Start of Available data

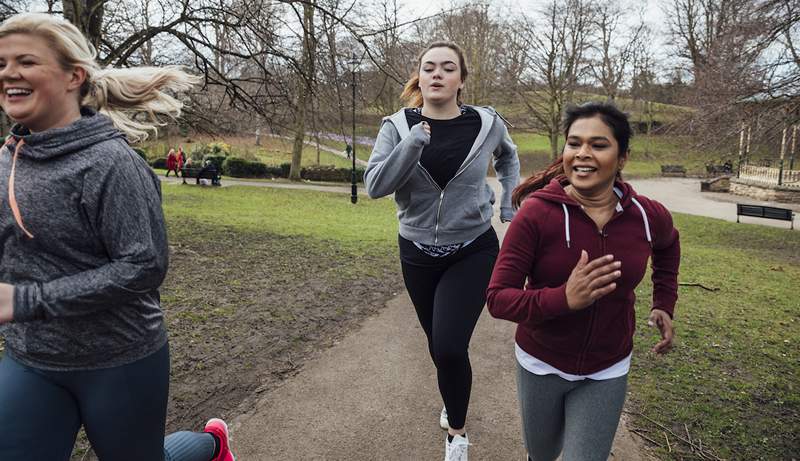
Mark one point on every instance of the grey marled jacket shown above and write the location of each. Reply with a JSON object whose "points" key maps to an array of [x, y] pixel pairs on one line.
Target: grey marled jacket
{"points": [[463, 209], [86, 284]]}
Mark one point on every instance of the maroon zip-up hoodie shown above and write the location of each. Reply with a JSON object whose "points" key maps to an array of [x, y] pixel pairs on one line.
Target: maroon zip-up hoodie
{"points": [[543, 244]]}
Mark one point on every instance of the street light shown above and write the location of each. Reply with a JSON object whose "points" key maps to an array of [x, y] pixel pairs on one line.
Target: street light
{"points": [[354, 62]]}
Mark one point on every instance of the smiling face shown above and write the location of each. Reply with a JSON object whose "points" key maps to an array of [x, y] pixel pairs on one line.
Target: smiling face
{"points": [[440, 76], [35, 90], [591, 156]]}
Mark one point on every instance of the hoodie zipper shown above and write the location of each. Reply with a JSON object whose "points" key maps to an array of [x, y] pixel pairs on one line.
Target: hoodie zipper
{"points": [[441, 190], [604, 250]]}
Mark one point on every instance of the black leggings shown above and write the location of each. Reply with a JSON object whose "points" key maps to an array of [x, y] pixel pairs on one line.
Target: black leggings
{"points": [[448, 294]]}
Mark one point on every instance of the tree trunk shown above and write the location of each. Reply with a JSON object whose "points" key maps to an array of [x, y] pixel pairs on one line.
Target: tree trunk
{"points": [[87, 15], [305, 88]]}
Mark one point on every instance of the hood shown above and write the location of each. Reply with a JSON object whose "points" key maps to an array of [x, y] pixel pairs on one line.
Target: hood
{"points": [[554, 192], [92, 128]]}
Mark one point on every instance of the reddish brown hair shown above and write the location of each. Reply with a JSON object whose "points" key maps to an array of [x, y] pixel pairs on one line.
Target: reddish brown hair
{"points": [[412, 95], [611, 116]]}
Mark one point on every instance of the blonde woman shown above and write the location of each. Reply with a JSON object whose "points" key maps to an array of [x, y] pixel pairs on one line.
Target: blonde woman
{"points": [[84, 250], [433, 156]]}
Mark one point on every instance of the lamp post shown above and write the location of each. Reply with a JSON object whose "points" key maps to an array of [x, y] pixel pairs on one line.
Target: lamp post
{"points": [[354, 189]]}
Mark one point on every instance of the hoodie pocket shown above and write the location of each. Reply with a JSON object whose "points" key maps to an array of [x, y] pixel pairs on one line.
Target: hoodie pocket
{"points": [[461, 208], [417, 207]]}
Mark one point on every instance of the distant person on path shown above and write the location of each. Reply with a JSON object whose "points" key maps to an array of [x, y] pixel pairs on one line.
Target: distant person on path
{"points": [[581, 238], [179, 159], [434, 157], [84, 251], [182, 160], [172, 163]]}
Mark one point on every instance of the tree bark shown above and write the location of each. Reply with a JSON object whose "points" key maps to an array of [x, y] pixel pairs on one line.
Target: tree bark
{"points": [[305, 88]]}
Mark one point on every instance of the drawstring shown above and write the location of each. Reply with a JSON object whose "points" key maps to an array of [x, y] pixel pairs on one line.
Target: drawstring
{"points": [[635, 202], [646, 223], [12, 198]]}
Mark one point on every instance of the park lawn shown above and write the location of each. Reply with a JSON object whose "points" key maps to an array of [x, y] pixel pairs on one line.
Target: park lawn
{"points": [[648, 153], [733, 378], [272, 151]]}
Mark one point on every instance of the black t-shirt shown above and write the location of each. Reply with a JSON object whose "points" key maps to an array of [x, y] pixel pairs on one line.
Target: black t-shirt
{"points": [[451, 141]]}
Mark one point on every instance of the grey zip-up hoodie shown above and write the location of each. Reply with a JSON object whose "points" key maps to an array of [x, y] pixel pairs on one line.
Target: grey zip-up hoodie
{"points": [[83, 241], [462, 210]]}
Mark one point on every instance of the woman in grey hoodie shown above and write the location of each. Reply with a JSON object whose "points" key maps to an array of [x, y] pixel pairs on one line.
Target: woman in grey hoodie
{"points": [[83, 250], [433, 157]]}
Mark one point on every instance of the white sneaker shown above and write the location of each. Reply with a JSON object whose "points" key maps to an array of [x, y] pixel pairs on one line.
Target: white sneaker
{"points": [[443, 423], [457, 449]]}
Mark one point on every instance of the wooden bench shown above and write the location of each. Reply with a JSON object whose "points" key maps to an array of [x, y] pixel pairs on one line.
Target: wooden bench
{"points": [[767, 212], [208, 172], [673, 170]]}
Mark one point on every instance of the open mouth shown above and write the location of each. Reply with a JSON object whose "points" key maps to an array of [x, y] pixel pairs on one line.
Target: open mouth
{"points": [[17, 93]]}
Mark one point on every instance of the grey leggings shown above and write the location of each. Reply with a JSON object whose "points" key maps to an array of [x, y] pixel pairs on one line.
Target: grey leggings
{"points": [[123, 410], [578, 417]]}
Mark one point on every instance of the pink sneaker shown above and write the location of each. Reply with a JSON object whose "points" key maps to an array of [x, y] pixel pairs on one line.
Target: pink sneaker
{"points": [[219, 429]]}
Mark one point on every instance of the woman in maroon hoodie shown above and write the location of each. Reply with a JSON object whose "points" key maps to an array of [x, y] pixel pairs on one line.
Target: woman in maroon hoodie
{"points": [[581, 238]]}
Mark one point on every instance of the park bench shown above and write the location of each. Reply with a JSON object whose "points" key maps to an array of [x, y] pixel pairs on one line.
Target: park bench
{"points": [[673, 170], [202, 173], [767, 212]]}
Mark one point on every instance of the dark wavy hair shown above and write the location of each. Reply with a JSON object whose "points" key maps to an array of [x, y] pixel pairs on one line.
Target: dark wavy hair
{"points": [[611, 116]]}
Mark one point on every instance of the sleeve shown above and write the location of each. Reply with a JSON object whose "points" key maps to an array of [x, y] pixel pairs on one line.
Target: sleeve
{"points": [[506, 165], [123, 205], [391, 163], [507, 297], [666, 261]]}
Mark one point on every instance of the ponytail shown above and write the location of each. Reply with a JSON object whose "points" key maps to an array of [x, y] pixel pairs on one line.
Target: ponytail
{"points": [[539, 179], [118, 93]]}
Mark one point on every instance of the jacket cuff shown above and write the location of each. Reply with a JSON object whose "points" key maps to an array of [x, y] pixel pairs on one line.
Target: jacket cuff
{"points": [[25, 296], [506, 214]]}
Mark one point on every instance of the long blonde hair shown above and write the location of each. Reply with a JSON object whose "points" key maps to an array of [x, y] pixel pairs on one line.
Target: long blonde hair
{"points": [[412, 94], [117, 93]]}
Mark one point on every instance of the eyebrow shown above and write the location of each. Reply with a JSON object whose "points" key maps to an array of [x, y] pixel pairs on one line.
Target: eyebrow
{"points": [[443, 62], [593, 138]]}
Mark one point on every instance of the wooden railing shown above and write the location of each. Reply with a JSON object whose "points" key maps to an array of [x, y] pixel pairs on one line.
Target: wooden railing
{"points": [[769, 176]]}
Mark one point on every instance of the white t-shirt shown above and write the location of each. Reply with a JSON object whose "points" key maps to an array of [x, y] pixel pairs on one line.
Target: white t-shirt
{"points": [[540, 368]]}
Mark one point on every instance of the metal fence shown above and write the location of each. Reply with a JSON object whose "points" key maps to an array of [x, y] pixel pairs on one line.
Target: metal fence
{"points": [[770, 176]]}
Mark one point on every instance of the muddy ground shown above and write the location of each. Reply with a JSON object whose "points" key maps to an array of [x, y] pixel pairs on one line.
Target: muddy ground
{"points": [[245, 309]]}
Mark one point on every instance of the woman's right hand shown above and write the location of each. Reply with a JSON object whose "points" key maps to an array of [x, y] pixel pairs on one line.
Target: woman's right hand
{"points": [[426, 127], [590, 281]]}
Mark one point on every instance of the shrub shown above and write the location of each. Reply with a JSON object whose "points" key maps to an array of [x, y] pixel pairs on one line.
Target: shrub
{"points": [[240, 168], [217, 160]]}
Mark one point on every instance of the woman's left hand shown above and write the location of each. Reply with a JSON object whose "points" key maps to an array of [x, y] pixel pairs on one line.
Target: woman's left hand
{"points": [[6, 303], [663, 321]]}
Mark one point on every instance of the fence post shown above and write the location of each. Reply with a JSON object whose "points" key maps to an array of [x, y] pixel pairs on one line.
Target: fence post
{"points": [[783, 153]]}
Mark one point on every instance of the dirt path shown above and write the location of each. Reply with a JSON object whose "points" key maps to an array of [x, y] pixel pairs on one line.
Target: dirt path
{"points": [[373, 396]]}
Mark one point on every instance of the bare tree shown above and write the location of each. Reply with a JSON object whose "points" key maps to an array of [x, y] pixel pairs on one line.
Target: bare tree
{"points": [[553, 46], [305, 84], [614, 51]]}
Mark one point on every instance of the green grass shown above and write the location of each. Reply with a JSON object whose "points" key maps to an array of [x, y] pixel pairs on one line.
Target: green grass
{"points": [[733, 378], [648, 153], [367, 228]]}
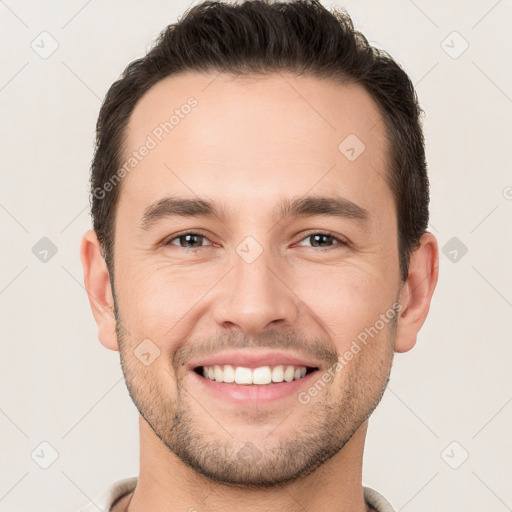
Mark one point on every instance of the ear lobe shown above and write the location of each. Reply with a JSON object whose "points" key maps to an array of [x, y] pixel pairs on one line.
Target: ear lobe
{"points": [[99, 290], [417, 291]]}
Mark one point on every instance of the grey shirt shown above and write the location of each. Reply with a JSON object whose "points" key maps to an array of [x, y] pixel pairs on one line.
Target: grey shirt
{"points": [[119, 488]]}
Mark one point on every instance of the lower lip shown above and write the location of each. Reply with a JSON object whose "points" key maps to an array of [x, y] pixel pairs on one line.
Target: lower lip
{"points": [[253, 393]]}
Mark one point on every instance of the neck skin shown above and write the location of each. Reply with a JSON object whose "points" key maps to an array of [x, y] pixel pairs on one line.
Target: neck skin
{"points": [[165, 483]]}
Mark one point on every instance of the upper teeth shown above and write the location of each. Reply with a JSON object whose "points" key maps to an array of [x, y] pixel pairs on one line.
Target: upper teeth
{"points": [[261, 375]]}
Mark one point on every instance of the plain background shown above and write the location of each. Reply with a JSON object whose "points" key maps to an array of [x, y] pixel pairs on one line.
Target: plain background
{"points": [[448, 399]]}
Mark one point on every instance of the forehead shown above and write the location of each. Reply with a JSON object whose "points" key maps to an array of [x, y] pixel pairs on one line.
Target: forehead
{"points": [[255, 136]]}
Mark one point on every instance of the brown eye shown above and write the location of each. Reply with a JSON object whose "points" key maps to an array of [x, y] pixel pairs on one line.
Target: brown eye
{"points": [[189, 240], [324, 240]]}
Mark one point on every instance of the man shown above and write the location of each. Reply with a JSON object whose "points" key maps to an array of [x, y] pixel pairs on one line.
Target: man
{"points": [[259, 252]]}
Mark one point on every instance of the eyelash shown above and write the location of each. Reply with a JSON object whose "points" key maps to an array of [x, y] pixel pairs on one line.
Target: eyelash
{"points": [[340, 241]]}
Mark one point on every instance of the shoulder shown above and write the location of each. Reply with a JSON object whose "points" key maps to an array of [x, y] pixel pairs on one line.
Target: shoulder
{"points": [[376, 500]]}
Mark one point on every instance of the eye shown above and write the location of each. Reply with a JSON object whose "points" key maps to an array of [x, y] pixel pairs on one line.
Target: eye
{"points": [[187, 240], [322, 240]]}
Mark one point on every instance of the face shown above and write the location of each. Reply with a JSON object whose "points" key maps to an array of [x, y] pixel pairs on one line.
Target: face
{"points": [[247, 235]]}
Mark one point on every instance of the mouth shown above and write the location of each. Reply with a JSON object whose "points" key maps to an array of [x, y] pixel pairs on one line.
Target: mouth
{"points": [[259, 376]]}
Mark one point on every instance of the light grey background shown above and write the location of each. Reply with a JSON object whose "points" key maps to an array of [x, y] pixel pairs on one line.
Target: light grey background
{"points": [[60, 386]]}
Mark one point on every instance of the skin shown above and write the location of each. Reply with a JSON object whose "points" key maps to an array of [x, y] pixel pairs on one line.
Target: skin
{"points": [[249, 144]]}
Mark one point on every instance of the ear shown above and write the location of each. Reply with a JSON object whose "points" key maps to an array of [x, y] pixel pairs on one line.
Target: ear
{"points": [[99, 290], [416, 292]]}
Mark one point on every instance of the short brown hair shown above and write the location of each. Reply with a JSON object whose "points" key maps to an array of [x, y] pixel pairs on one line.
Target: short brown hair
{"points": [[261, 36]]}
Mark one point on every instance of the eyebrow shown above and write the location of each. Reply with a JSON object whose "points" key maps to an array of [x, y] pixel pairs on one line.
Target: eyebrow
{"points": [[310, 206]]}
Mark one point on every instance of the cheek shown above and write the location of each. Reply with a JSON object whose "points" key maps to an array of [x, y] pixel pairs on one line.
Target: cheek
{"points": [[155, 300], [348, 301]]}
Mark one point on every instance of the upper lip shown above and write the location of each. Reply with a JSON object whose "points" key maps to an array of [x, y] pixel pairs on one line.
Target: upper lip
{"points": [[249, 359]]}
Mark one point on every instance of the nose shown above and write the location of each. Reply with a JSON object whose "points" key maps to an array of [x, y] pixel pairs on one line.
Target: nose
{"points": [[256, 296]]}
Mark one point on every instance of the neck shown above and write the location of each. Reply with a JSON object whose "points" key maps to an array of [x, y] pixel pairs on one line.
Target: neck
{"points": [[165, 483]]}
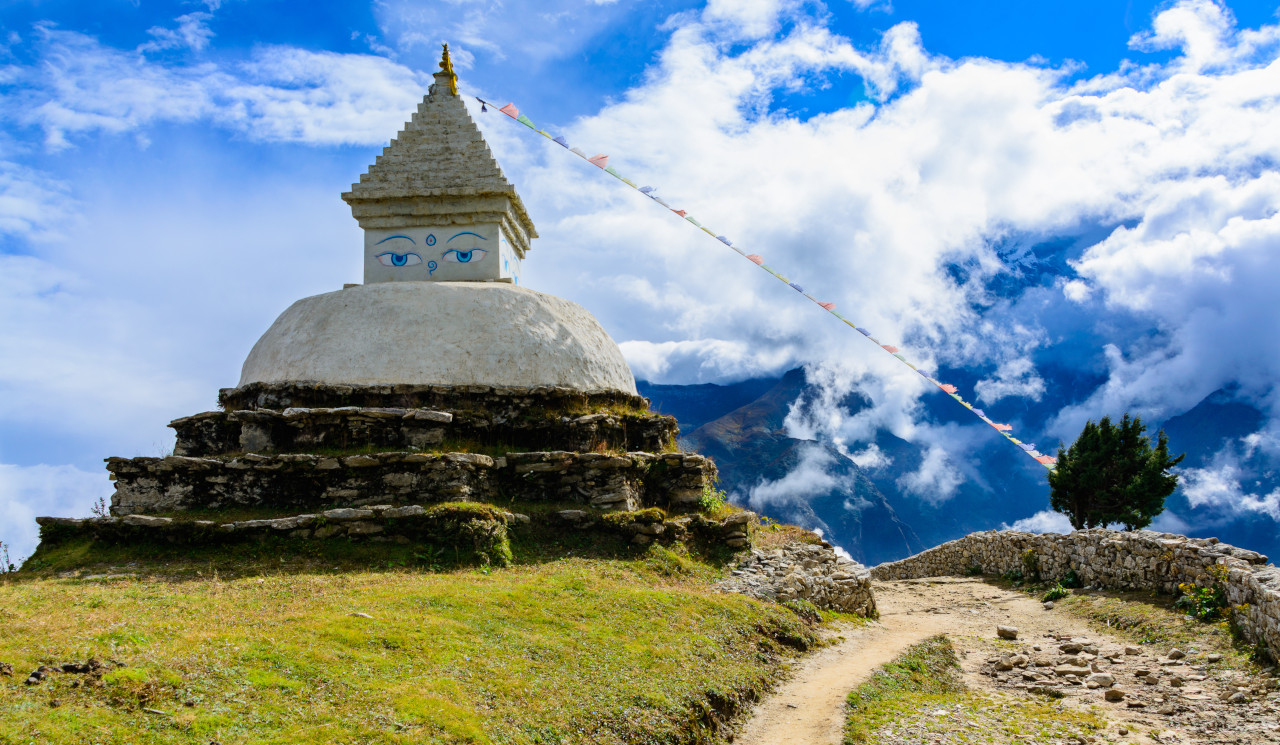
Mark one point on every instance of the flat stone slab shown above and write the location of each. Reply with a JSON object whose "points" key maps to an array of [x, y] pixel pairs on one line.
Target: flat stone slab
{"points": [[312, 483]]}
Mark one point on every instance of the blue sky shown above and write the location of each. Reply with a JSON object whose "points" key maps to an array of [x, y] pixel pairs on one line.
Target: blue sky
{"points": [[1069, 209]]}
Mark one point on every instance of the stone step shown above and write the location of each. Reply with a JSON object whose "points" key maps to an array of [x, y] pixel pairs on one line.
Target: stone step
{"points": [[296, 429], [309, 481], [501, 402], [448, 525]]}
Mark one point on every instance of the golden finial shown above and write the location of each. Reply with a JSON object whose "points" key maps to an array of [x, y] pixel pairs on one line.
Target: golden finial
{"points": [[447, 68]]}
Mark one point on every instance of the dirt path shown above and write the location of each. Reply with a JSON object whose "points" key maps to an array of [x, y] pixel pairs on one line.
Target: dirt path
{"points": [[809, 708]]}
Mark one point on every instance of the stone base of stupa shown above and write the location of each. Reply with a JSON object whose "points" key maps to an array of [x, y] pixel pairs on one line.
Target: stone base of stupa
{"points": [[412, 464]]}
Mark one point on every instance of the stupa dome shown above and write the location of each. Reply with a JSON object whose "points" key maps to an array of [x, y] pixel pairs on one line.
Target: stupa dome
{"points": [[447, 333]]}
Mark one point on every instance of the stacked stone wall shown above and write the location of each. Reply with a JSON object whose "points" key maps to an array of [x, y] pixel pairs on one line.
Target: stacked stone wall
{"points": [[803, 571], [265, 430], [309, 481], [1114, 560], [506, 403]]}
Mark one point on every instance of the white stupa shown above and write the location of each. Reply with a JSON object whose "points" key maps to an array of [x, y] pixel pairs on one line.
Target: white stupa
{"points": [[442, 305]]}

End of Available data

Exercise instructions:
Output exactly the lines from the first line of the records through the line containing "Mark one point on every instance of the smiling". Leave out every picture.

Response:
Mark one point on every instance of the grey marled jacket shown above and write the location of each. Reply with a JSON object whose "points" key maps to an array of [x, y] pixel pairs on one line.
Target: grey marled jacket
{"points": [[463, 209], [86, 284]]}
Mark one point on every instance of the maroon zip-up hoodie shown above and write the location of each. Reply with a JSON object whose "points" key maps to an array of [x, y] pixel pairs on one line.
Target: maroon zip-up hoodie
{"points": [[543, 244]]}
Mark one point on every instance of the street light shown above and write the location of each. Reply with a JSON object whose "points" key maps to an array of [x, y] pixel pairs on one line.
Target: street light
{"points": [[354, 62]]}
Mark one point on every instance of the smiling face shown above and write the location of each. Reply with a JSON object whose "points" key maps to an array of [x, y] pixel pairs on one line.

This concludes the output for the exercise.